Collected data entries
## START

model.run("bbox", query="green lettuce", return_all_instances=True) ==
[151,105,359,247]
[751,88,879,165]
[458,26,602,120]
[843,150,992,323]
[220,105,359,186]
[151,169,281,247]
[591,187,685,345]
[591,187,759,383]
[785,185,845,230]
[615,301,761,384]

## END

_Job_:
Rewrite the entries above with "green lettuce" changed to "leafy vegetable" and nothing else altered.

_Task result_:
model.run("bbox", query="leafy vegetable", return_all_instances=True) ==
[151,105,359,247]
[751,88,879,165]
[458,26,602,120]
[843,150,992,323]
[220,105,359,186]
[151,169,281,247]
[591,187,685,345]
[591,187,759,383]
[785,185,845,230]
[615,301,761,384]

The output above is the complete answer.